Directions: Please reproduce the records, omitting nothing and changing nothing.

*** Stored data ***

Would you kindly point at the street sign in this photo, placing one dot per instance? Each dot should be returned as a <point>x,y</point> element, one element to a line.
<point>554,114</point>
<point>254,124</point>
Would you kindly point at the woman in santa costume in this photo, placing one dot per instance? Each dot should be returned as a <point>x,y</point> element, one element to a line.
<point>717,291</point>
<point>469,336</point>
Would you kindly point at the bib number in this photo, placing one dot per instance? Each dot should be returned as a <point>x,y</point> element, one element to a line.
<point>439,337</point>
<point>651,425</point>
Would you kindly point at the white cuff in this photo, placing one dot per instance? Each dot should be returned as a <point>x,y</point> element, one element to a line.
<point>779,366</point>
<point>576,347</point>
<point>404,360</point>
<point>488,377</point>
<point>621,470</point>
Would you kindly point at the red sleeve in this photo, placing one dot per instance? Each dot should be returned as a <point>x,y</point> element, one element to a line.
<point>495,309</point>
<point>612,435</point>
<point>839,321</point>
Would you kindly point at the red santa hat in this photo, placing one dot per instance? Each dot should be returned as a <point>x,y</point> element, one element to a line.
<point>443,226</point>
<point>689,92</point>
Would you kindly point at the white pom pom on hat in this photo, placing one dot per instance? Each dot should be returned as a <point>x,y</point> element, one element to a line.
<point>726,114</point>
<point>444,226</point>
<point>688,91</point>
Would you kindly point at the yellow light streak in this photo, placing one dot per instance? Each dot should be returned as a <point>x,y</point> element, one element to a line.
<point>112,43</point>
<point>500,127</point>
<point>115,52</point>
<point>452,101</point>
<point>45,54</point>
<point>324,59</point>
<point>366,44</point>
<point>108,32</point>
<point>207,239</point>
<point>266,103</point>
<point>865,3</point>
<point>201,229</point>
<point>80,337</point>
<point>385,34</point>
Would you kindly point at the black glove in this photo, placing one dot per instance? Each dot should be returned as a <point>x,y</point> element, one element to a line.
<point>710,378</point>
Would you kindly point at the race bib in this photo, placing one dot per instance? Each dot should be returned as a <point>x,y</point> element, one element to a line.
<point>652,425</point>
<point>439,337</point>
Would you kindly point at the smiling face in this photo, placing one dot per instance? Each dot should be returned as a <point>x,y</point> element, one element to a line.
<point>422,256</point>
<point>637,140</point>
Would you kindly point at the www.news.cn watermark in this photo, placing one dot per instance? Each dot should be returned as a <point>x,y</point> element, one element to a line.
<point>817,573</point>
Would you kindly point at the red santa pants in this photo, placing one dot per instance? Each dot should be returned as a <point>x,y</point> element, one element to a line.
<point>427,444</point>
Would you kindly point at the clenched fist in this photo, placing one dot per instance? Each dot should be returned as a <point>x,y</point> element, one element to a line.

*** End of Stored data ***

Answer to the exercise:
Would you kindly point at the street sign in this photo, placing one dot per instance? Each dot should be returned as a <point>x,y</point> element, one element to a line.
<point>554,114</point>
<point>254,124</point>
Would you kindly point at the woman in santa costume in this photo, placing one dot per instance? Each dot should be returned as a <point>x,y</point> element, one element to a line.
<point>717,291</point>
<point>469,336</point>
Would you kindly point at the bib number in this photo, placing one dot per instance? Each dot should be returned as a <point>x,y</point> element, one element to a line.
<point>439,337</point>
<point>651,425</point>
Would you kindly point at the white cuff in this photo, placing one dot per instance? Each dot should be returned as a <point>x,y</point> element, one element to a line.
<point>779,366</point>
<point>576,347</point>
<point>404,360</point>
<point>488,377</point>
<point>621,470</point>
Would you kindly point at the red sleeve in this photo, placing one dot per instance? Each dot should be returned as a <point>x,y</point> element, one element to a line.
<point>495,309</point>
<point>612,435</point>
<point>839,321</point>
Would you kindly point at the red santa hat in this photo, placing one dot per instance? Each dot should be returned as a <point>x,y</point> element, one element to a line.
<point>443,226</point>
<point>689,92</point>
Would you kindly point at the white pom pom on hat in this photo, placing one dot per instance? Each dot should be returned as a <point>x,y</point> element, one element to a line.
<point>726,114</point>
<point>444,226</point>
<point>688,91</point>
Would you kindly point at the yellow light streak in this photo, placing one dot per instance? Each dot should be returned as a <point>x,y</point> element, one element to a line.
<point>112,43</point>
<point>500,127</point>
<point>115,52</point>
<point>452,101</point>
<point>45,54</point>
<point>324,59</point>
<point>366,44</point>
<point>108,32</point>
<point>207,239</point>
<point>266,103</point>
<point>865,3</point>
<point>201,229</point>
<point>80,337</point>
<point>385,34</point>
Would you kindly point at the black glove in this photo, placing one dot per instance? Each dot should be returned as a <point>x,y</point> element, one element to a line.
<point>710,378</point>
Would you kindly point at the race bib in this photo, placing one dot per instance? Each dot should be returned as a <point>x,y</point> element, one element to a line.
<point>652,425</point>
<point>439,337</point>
Would you kindly point at the smiling face in this photo, placing one dot per instance? Each dot should be returned as a <point>x,y</point> element, one element to a line.
<point>422,256</point>
<point>637,140</point>
Would you kindly point at the www.news.cn watermark in this photo, placing one dot per instance? Each dot should be returned as a <point>x,y</point> element, one element to a line.
<point>817,573</point>
Would you kindly point at the red santa pants in this photo, placing one dot per instance? Each dot should be returned as a <point>x,y</point> element, one element to a line.
<point>427,444</point>
Would you kindly point at the clenched fist in this photo, placing one dot per instance? Each dot should be returned as a <point>x,y</point> element, one element to a line.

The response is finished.